Excerpt:
####################
The tiny village, high in the mountains above Chaing Dao, gets chilly this time of year, as low as 2 degrees on the coldest nights. Blankets were in short supply.  By chance, Project WIN had just received a big shipment of blankets given by assorted airlines -- all colors and sizes. The next weekend volunteers hauled a load of blankets to the village, and as usual, made the final three kilometers in a special four-wheel drive owned by the village.  

This is a Karen village, with ethnic hilltribe people who live mostly along the Thai-Burma border, and who retain their language and customs. There are about a million in Thailand. 

The village is new to Project WIN and Project Protein, but the people have embraced it wholeheartedly.  Every member of the village turns out to help when volunteers arrive, and most adults wear tradtional clothing in honor of the visitors.

Last week, villagers and volunteers worked to create the first big batch of organic fertilizer.  The recipe is cow manure, burned rice hulls, green plants, sugar cane residue, and a special bacterial culture.  They make 200 liters at a time.  After 15 days curing on the ground, covered by brush, the mixture has no odor and can be put in bags.  

The first planting is scheduled for February, but in the meatime plans are underway for the fishpond, the mushroom shed, and the village coop. Volunteers work closely with village elders and all families.
####################
Data:
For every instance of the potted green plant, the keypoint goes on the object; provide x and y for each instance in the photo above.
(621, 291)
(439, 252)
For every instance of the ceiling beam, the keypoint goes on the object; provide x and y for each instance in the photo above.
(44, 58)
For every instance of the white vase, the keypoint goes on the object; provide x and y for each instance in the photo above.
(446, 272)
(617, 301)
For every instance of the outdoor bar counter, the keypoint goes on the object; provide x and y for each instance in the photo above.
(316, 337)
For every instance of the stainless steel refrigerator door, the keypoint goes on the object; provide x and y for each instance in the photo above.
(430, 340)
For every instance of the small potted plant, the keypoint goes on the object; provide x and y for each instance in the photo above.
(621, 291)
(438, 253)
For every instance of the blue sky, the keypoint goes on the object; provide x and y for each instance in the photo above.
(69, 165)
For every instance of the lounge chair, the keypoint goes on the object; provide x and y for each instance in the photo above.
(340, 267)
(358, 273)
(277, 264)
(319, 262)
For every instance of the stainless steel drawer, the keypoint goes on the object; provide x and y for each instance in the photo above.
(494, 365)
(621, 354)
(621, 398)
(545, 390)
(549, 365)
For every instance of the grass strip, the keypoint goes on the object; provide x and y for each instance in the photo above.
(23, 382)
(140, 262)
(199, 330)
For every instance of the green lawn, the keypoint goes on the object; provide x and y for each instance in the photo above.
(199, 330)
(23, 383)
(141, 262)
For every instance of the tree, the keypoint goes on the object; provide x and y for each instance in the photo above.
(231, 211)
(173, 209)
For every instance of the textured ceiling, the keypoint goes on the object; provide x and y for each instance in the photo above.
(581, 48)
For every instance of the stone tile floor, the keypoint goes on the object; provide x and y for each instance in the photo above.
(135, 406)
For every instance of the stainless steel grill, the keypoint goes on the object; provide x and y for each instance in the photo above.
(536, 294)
####################
Exercise: Please transcribe the part of the Project WIN report starting with "This is a Karen" and going on through "put in bags.". The data is separate material from the Project WIN report.

Answer to this task:
This is a Karen village, with ethnic hilltribe people who live mostly along the Thai-Burma border, and who retain their language and customs. There are about a million in Thailand. 

The village is new to Project WIN and Project Protein, but the people have embraced it wholeheartedly.  Every member of the village turns out to help when volunteers arrive, and most adults wear tradtional clothing in honor of the visitors.

Last week, villagers and volunteers worked to create the first big batch of organic fertilizer.  The recipe is cow manure, burned rice hulls, green plants, sugar cane residue, and a special bacterial culture.  They make 200 liters at a time.  After 15 days curing on the ground, covered by brush, the mixture has no odor and can be put in bags.